> **Action item**: Please set down, unchanged, the line containing "the red strawberry" and all the lines that follow it until the data below ends.

> **Supplied information**:
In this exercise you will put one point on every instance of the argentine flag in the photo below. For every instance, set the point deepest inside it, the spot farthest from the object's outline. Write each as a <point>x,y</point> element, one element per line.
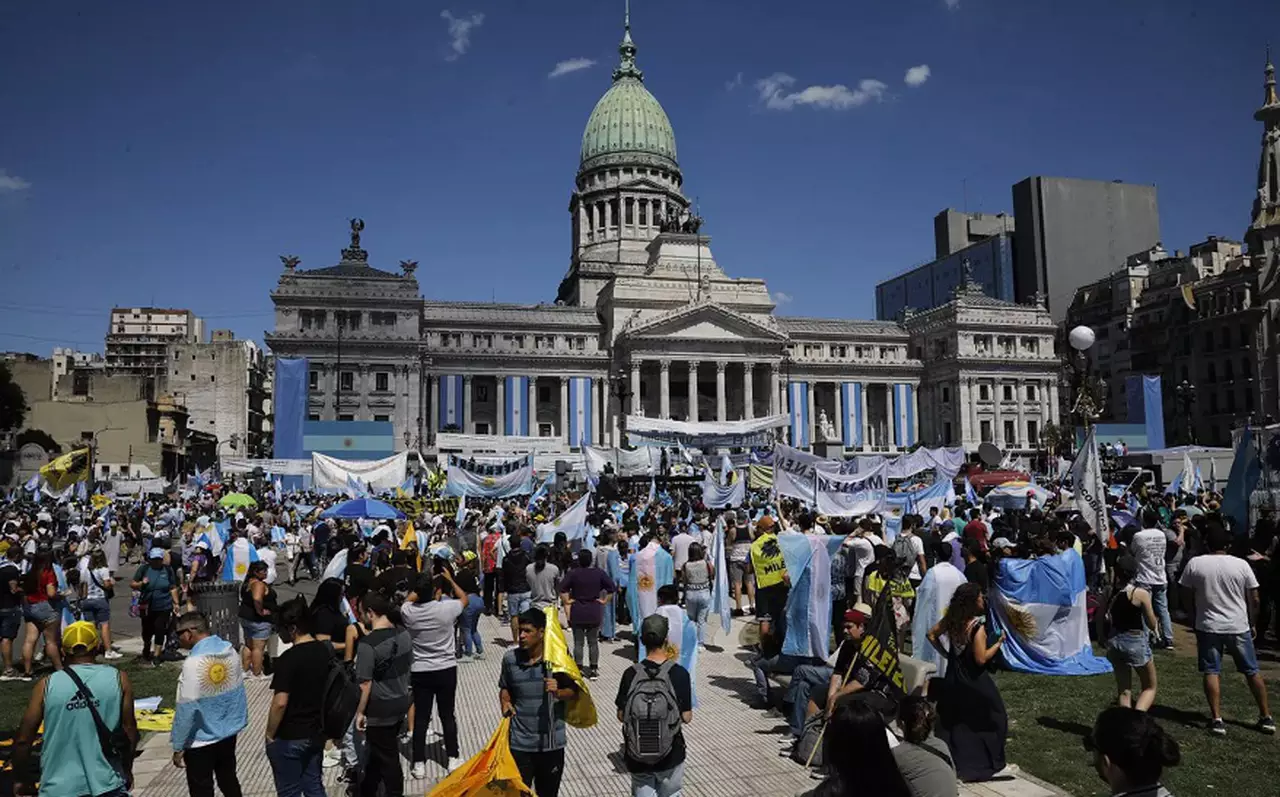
<point>650,568</point>
<point>808,609</point>
<point>240,555</point>
<point>1051,590</point>
<point>681,644</point>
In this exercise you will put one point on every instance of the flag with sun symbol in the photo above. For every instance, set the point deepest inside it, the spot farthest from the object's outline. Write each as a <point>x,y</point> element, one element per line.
<point>211,702</point>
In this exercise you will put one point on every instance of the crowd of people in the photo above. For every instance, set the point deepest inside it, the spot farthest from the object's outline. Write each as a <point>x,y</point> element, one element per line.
<point>387,633</point>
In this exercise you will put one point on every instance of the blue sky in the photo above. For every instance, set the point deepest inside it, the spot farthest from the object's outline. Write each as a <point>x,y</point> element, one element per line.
<point>167,154</point>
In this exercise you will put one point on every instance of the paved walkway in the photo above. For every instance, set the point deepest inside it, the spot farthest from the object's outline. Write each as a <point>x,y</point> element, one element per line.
<point>731,749</point>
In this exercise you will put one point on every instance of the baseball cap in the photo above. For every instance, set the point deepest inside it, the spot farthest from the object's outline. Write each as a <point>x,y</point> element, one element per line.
<point>80,635</point>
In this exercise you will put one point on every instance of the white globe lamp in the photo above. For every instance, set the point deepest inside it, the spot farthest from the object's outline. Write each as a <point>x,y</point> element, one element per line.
<point>1080,338</point>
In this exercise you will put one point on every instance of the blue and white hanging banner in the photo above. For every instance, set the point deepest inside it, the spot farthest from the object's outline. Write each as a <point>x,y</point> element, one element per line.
<point>489,479</point>
<point>516,421</point>
<point>798,404</point>
<point>851,403</point>
<point>452,402</point>
<point>904,415</point>
<point>579,411</point>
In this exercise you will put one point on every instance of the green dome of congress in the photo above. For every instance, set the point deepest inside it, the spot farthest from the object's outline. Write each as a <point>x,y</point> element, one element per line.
<point>627,124</point>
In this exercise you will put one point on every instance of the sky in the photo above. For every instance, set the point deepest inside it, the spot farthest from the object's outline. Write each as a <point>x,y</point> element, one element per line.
<point>167,154</point>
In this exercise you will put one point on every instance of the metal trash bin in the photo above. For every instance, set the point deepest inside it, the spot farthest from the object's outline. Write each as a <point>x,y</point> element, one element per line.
<point>219,601</point>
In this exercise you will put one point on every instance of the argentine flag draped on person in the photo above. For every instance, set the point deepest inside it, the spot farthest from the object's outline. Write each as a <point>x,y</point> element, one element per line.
<point>211,701</point>
<point>650,568</point>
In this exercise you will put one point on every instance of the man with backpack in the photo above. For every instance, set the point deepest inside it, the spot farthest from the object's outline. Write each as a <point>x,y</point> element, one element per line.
<point>654,701</point>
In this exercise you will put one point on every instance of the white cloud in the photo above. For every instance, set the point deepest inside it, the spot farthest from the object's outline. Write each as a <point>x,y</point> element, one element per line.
<point>917,76</point>
<point>460,32</point>
<point>572,64</point>
<point>12,183</point>
<point>775,94</point>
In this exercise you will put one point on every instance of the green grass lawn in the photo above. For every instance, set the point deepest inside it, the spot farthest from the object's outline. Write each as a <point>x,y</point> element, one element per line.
<point>1050,715</point>
<point>147,682</point>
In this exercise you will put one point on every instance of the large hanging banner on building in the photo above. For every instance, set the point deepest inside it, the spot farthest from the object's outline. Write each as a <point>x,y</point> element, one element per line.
<point>490,479</point>
<point>516,413</point>
<point>452,403</point>
<point>332,473</point>
<point>580,411</point>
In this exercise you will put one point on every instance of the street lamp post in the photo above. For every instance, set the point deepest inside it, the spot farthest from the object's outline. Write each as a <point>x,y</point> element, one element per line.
<point>1185,395</point>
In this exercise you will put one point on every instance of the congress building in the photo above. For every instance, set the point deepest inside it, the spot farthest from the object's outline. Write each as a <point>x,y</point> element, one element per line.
<point>645,321</point>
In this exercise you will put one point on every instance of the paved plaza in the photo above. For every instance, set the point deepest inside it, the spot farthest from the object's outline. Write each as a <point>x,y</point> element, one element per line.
<point>731,749</point>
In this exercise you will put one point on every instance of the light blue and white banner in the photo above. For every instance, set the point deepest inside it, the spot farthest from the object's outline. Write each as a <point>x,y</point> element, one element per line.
<point>808,559</point>
<point>798,406</point>
<point>501,480</point>
<point>904,415</point>
<point>851,404</point>
<point>516,420</point>
<point>452,403</point>
<point>1051,590</point>
<point>580,411</point>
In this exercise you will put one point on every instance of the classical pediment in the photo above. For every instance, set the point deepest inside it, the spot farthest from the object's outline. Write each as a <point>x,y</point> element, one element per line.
<point>702,320</point>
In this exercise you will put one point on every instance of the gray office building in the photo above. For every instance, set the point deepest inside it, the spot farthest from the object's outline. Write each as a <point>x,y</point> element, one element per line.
<point>1074,232</point>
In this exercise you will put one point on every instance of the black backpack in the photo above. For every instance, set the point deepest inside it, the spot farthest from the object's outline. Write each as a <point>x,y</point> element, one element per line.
<point>341,699</point>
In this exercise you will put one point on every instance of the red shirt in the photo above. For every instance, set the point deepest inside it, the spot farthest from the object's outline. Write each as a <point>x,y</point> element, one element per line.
<point>46,580</point>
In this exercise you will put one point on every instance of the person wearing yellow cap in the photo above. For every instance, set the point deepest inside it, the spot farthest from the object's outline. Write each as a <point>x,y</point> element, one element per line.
<point>73,760</point>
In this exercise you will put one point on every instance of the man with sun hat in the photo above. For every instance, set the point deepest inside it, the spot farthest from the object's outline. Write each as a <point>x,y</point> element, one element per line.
<point>211,709</point>
<point>72,759</point>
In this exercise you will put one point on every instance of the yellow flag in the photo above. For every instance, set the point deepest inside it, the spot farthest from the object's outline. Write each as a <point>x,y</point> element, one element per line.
<point>579,711</point>
<point>67,470</point>
<point>489,773</point>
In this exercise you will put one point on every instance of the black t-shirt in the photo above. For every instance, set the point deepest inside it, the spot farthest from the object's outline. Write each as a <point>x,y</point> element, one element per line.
<point>301,672</point>
<point>681,685</point>
<point>976,572</point>
<point>9,572</point>
<point>359,580</point>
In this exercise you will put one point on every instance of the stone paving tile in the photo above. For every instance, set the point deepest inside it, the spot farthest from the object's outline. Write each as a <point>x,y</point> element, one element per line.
<point>731,750</point>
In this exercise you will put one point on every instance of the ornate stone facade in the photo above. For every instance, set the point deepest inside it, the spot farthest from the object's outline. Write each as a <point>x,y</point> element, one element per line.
<point>647,321</point>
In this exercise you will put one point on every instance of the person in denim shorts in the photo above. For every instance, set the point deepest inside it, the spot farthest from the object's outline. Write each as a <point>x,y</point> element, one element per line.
<point>1225,590</point>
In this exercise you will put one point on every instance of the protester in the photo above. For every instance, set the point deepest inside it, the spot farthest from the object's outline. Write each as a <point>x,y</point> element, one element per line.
<point>1225,595</point>
<point>535,700</point>
<point>211,709</point>
<point>585,592</point>
<point>972,718</point>
<point>654,701</point>
<point>73,759</point>
<point>429,615</point>
<point>295,732</point>
<point>1129,649</point>
<point>1130,752</point>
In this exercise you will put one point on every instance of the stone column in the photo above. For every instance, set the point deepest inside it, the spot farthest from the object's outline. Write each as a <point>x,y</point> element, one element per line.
<point>501,425</point>
<point>775,389</point>
<point>693,390</point>
<point>721,410</point>
<point>636,404</point>
<point>563,429</point>
<point>434,410</point>
<point>664,389</point>
<point>839,421</point>
<point>466,404</point>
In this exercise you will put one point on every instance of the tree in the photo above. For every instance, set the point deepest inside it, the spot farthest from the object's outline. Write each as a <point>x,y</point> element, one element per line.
<point>40,438</point>
<point>13,403</point>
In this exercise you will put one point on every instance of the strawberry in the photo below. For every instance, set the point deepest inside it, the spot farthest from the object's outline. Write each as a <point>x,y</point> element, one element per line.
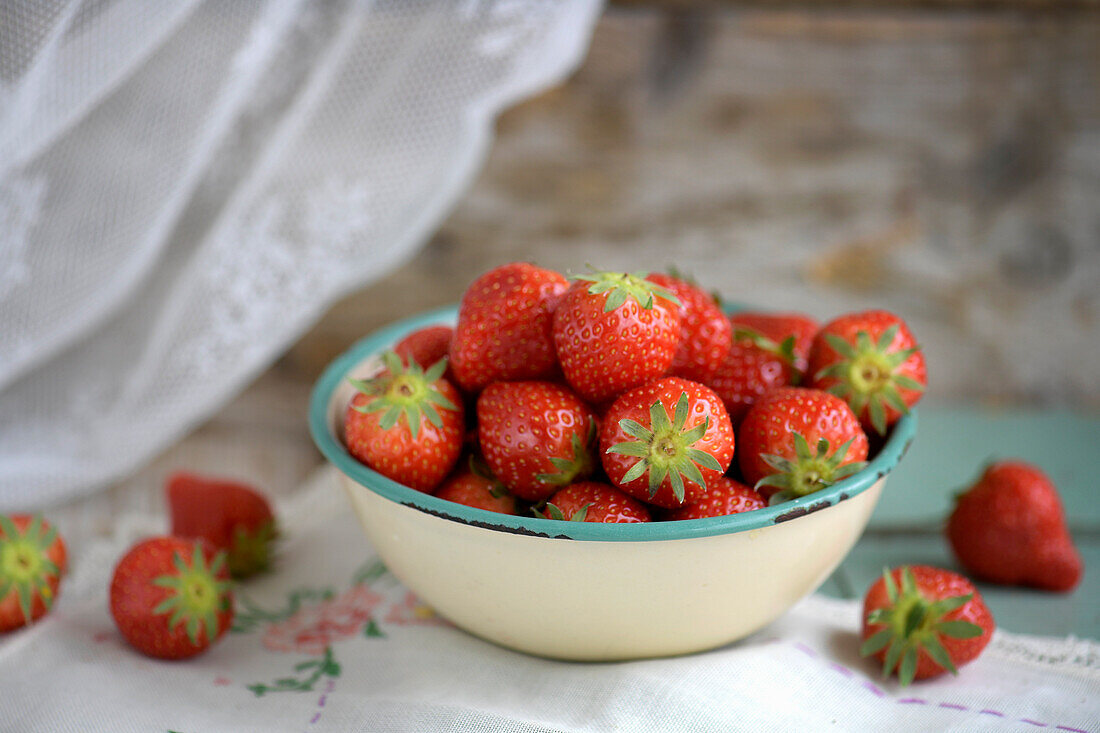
<point>776,436</point>
<point>504,324</point>
<point>426,346</point>
<point>591,501</point>
<point>474,488</point>
<point>749,370</point>
<point>171,597</point>
<point>615,331</point>
<point>704,330</point>
<point>406,424</point>
<point>664,441</point>
<point>536,437</point>
<point>922,622</point>
<point>32,561</point>
<point>231,516</point>
<point>872,361</point>
<point>1010,528</point>
<point>722,496</point>
<point>771,330</point>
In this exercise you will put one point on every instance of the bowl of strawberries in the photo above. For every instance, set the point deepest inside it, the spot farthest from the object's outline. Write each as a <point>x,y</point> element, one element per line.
<point>614,466</point>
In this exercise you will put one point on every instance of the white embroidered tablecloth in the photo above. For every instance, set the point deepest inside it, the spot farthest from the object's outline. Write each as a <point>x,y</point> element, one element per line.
<point>332,642</point>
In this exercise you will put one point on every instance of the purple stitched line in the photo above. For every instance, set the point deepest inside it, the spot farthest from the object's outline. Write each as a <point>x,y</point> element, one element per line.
<point>320,703</point>
<point>840,668</point>
<point>917,701</point>
<point>873,688</point>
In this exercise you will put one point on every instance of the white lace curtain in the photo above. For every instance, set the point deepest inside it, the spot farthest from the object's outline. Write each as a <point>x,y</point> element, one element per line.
<point>186,186</point>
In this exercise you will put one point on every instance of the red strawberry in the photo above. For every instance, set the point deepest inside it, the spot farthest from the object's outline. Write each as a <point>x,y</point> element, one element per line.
<point>748,371</point>
<point>615,331</point>
<point>504,327</point>
<point>231,516</point>
<point>772,330</point>
<point>799,440</point>
<point>477,491</point>
<point>873,362</point>
<point>591,501</point>
<point>536,437</point>
<point>1010,527</point>
<point>722,496</point>
<point>704,330</point>
<point>406,424</point>
<point>923,621</point>
<point>426,346</point>
<point>32,561</point>
<point>666,441</point>
<point>171,597</point>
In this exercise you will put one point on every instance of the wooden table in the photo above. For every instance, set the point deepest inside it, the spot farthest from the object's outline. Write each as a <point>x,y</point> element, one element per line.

> **Reply to the exercise**:
In this exercise you will put one point on every instance of the red strawberry in the photo above. For every instance, set the point deepest inside it, the spot farthest from the object's outline. Write each as a <point>x,y</point> element, one element per line.
<point>748,371</point>
<point>615,331</point>
<point>504,327</point>
<point>231,516</point>
<point>772,330</point>
<point>799,440</point>
<point>477,491</point>
<point>873,362</point>
<point>591,501</point>
<point>536,437</point>
<point>1010,527</point>
<point>722,496</point>
<point>704,330</point>
<point>406,424</point>
<point>923,621</point>
<point>426,346</point>
<point>32,561</point>
<point>666,441</point>
<point>171,597</point>
In this exercise you will put one point on every instance of the wooden table in the photo above. For every instance, set the point deepest inside it, the spot farthest from the object's outline. Write each as a <point>x,y</point> element, one element per line.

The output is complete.